_TRECHO:_
Crônica da Cidade

por Mariana Niederauer
postado em 09/05/2021 23:06 / atualizado em 09/05/2021 23:10

Partidas que doem na alma

Minha mãe é uma peça 3 foi o último filme a que assisti em uma sala de cinema. Era uma daquelas sessões voltadas para que mães possam levar os filhos, antes da pandemia, em reunião inimaginável hoje. A intensidade de Paulo Gustavo dominava a cena e contaminava o público, compenetrado do outro lado da tela.

Lembro-me de ter assistido também ao primeiro longa da franquia, numa viagem ao Rio de Janeiro. Foi divertido, e uma boa pedida para uma noite de férias, mas gargalhada mesmo eu dei com o vídeo que passava ao fim da película. Era Paulo Gustavo filmando a mãe — inspiração para Dona Hermínia — em uma gravação caseira. Dea Lucia corria atrás do filho, brigando com o sotaque e a descontração carioca, enquanto o ator seguia aprontando o quer que seja que a irritava.

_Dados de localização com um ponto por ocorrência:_
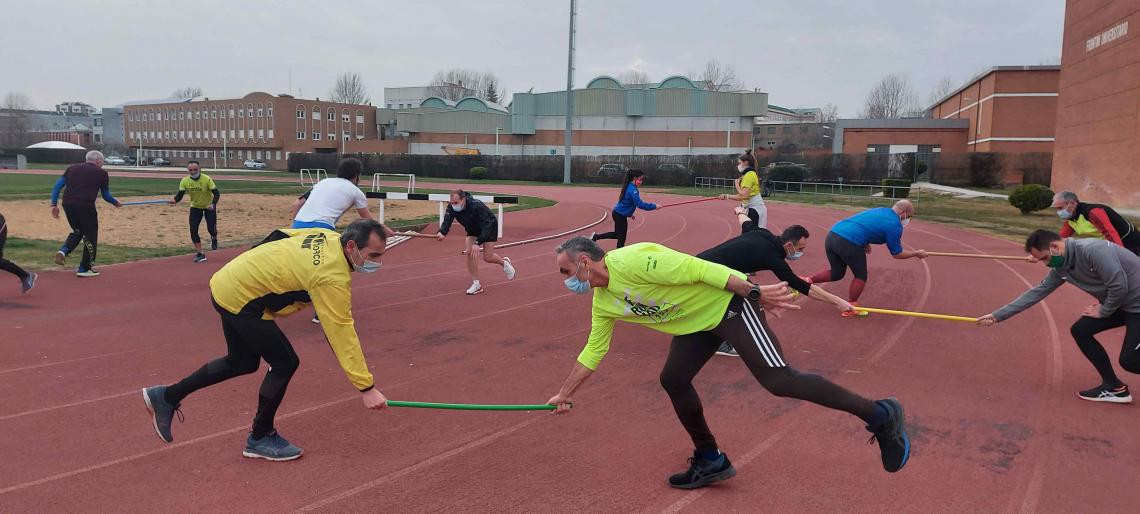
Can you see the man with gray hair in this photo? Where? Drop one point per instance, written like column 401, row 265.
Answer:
column 80, row 184
column 702, row 303
column 1094, row 220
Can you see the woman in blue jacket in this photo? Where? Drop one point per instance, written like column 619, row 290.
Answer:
column 628, row 201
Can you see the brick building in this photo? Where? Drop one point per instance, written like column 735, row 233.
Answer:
column 258, row 125
column 1098, row 120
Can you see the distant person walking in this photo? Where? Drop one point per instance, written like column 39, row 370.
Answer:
column 80, row 184
column 628, row 201
column 204, row 197
column 748, row 190
column 26, row 279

_O QUE FAZER:_
Reescreva a parte da crônica que começa nas palavras "Minha mãe é" e termina depois de "lado da tela.", trocando "sala de cinema" por "sala de projeção".

_RESPOSTA:_
Minha mãe é uma peça 3 foi o último filme a que assisti em uma sala de projeção. Era uma daquelas sessões voltadas para que mães possam levar os filhos, antes da pandemia, em reunião inimaginável hoje. A intensidade de Paulo Gustavo dominava a cena e contaminava o público, compenetrado do outro lado da tela.